[Stored items]
####################
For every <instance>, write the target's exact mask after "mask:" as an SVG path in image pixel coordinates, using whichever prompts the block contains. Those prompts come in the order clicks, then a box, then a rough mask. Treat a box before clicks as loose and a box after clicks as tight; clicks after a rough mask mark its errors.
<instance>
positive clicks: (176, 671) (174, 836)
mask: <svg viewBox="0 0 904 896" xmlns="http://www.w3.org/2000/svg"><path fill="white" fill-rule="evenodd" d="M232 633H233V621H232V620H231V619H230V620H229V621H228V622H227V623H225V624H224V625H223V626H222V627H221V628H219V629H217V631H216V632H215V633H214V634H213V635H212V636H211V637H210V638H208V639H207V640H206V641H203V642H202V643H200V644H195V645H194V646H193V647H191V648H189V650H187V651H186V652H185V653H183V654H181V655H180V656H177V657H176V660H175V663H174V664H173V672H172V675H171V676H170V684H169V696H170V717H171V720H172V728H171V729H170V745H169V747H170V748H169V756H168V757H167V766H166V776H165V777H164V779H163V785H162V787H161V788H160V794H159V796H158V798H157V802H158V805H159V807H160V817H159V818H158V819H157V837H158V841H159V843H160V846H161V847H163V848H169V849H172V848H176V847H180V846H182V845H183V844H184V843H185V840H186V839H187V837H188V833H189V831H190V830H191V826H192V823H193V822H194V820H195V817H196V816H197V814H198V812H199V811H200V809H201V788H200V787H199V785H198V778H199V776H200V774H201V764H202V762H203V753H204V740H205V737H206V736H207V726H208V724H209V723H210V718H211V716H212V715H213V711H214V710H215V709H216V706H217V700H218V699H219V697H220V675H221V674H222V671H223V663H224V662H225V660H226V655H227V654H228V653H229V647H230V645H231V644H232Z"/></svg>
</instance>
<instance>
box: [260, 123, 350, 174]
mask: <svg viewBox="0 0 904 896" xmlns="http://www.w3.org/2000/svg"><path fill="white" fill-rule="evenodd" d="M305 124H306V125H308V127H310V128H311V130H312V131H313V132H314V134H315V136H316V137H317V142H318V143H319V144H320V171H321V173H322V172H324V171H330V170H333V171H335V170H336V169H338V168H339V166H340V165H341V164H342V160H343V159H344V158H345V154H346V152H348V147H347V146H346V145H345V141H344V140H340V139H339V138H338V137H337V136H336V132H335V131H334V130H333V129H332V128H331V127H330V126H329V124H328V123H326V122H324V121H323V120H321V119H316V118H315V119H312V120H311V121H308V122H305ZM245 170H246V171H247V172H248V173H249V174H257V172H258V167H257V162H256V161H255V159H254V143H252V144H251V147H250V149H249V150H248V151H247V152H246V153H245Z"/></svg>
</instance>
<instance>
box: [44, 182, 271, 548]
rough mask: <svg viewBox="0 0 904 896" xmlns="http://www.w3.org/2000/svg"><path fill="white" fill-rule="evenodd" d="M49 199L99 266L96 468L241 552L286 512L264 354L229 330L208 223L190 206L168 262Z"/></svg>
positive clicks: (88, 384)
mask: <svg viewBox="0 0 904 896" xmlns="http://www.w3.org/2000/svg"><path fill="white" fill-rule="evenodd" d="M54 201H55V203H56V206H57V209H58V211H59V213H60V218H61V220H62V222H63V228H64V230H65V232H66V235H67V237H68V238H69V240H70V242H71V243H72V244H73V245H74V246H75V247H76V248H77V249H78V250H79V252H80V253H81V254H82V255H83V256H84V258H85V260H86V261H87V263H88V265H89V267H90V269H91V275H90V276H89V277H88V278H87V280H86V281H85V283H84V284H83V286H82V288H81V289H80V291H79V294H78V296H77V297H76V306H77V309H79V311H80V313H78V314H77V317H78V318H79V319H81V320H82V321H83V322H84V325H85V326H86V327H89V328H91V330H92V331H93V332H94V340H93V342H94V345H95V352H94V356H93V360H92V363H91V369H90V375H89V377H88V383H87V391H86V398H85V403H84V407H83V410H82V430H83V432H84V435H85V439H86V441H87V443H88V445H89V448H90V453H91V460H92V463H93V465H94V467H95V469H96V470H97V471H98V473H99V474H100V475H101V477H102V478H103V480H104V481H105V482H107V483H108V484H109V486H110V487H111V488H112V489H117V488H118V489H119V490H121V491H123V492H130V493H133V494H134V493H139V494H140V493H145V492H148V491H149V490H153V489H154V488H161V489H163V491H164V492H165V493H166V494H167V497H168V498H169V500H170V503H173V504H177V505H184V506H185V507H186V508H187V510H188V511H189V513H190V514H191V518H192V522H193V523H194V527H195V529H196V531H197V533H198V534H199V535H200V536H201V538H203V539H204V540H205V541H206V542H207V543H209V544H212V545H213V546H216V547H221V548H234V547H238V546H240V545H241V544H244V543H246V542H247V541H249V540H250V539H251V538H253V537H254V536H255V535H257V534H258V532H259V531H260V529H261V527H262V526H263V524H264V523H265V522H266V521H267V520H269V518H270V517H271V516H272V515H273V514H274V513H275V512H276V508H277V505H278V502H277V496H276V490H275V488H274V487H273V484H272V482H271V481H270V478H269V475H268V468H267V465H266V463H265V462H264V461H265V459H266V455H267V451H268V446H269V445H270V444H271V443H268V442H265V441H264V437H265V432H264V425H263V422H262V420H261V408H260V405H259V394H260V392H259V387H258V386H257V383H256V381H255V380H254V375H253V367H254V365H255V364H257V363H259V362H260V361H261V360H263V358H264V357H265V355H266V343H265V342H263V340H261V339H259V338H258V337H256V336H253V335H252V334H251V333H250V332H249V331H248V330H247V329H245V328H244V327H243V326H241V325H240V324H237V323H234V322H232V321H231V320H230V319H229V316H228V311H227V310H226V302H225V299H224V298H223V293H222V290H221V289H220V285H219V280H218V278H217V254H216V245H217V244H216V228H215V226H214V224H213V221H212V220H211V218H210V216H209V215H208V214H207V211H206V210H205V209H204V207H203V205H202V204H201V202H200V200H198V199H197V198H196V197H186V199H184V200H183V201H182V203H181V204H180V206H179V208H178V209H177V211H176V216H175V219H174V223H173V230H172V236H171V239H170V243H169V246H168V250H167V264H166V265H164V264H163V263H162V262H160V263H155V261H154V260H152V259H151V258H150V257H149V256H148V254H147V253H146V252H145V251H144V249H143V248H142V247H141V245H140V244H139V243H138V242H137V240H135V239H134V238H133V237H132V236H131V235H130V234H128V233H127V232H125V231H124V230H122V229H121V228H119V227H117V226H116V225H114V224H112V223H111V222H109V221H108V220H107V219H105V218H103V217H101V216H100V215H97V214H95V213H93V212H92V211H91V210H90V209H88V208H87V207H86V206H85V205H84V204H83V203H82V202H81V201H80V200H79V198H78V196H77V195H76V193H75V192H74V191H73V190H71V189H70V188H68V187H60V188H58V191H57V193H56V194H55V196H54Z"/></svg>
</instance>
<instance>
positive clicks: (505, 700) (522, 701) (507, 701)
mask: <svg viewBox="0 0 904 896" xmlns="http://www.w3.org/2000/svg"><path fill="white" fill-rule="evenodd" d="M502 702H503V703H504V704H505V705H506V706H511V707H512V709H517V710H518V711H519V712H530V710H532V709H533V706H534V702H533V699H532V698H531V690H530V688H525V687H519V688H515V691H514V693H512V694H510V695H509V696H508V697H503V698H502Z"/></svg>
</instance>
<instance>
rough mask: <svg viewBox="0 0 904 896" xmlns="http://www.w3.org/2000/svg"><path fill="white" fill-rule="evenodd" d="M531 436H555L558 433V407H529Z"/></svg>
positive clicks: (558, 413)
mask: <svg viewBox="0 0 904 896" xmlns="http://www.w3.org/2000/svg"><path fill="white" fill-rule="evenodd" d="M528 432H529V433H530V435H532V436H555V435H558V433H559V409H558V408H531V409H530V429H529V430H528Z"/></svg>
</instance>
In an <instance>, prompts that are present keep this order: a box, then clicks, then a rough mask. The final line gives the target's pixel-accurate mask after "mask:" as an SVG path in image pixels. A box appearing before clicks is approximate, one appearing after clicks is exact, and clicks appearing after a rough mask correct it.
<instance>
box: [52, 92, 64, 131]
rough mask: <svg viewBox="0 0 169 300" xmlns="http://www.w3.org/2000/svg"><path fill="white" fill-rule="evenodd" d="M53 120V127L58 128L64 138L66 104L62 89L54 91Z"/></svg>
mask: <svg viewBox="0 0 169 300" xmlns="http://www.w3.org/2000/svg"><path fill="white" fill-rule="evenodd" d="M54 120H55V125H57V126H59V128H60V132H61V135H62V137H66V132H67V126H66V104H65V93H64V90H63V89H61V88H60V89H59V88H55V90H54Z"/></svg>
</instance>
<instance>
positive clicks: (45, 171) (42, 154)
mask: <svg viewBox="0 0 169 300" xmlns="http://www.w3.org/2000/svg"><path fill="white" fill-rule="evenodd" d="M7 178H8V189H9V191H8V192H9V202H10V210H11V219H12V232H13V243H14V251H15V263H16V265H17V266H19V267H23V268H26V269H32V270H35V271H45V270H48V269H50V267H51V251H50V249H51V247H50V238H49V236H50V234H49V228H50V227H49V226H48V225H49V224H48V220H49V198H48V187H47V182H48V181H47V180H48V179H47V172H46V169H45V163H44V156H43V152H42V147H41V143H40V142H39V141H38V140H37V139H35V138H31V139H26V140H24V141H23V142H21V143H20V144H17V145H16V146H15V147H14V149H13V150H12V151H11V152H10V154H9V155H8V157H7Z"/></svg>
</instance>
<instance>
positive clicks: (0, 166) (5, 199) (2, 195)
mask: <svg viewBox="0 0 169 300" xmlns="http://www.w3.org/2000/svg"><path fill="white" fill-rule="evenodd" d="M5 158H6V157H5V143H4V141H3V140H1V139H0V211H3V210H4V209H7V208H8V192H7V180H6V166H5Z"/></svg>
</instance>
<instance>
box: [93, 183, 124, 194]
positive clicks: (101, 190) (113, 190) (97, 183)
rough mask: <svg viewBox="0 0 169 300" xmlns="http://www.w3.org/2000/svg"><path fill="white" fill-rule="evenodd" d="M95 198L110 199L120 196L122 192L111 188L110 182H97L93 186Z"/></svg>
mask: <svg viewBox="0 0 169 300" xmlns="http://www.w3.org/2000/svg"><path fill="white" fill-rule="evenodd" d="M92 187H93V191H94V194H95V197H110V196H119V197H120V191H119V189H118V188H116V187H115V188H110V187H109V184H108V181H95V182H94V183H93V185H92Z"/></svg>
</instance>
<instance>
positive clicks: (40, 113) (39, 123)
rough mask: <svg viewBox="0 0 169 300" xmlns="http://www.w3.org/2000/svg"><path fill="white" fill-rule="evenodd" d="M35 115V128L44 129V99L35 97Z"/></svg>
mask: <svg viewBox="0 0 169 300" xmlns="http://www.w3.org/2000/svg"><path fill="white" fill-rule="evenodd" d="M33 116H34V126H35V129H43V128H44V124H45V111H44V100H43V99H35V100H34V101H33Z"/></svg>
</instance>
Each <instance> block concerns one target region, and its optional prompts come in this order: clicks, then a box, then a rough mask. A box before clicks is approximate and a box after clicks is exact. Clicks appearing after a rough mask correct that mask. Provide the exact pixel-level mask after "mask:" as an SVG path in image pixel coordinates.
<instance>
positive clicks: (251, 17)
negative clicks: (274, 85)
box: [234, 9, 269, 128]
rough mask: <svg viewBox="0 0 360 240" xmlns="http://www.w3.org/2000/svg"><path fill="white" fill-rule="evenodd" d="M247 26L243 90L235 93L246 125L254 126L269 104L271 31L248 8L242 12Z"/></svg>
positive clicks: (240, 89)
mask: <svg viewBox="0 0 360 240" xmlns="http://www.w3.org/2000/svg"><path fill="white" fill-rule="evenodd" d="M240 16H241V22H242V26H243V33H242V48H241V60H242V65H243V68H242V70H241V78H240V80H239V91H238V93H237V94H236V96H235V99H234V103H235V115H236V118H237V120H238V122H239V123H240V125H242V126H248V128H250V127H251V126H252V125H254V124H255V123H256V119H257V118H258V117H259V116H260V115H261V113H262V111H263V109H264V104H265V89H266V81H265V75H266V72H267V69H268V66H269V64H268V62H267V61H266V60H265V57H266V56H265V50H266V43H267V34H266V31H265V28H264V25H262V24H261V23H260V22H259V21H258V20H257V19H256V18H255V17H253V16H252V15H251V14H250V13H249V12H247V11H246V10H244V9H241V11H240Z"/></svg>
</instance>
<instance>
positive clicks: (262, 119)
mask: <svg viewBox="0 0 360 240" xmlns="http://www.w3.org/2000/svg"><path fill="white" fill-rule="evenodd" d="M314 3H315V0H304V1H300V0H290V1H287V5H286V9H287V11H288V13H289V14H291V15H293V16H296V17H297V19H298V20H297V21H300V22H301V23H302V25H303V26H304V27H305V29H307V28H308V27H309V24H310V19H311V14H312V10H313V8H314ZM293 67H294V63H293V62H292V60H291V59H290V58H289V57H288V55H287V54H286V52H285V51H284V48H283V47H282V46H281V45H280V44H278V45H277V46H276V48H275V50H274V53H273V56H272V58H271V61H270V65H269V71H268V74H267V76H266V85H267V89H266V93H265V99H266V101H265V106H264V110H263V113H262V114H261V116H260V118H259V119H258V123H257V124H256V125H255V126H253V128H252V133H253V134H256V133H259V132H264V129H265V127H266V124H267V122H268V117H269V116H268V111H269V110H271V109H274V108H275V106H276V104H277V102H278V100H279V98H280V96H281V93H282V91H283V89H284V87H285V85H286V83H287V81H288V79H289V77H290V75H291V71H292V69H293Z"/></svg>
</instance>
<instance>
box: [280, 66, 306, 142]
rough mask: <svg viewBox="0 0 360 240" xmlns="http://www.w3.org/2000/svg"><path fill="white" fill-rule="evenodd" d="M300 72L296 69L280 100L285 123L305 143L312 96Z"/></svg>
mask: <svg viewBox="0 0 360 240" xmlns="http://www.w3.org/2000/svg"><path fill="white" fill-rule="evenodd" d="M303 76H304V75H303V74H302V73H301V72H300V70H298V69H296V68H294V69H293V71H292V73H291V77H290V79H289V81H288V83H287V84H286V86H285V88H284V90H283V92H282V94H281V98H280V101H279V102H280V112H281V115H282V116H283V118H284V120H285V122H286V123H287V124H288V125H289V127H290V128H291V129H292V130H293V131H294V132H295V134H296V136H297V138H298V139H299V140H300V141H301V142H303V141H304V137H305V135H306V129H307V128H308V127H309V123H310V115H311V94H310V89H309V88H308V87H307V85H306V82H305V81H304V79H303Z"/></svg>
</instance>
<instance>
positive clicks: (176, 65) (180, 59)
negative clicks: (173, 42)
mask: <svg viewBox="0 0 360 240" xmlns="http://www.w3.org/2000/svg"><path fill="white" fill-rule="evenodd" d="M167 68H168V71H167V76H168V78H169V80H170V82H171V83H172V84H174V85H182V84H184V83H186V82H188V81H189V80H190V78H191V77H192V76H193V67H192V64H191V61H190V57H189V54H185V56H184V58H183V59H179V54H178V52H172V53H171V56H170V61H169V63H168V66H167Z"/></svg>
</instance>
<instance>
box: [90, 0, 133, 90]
####################
Using the data above, print exactly the lines from the line that contains "positive clicks: (40, 113) (39, 123)" through the line that contains "box: [234, 9, 269, 128]", with both included.

## Response to the task
positive clicks: (40, 113) (39, 123)
rough mask: <svg viewBox="0 0 169 300" xmlns="http://www.w3.org/2000/svg"><path fill="white" fill-rule="evenodd" d="M35 115V128L44 129V99L35 97Z"/></svg>
mask: <svg viewBox="0 0 169 300" xmlns="http://www.w3.org/2000/svg"><path fill="white" fill-rule="evenodd" d="M33 116H34V126H35V129H43V128H44V124H45V111H44V100H43V99H35V100H34V101H33Z"/></svg>
</instance>
Each <instance> block concerns one target region, and its optional prompts come in this order: clicks, then a box, then a rough mask. A box before clicks is approximate and a box after clicks is exact. Clicks appearing after a rough mask correct that mask. Provide the exact pixel-level mask after "mask:" as an SVG path in image pixel coordinates.
<instance>
positive clicks: (251, 17)
negative clicks: (274, 85)
box: [234, 9, 269, 128]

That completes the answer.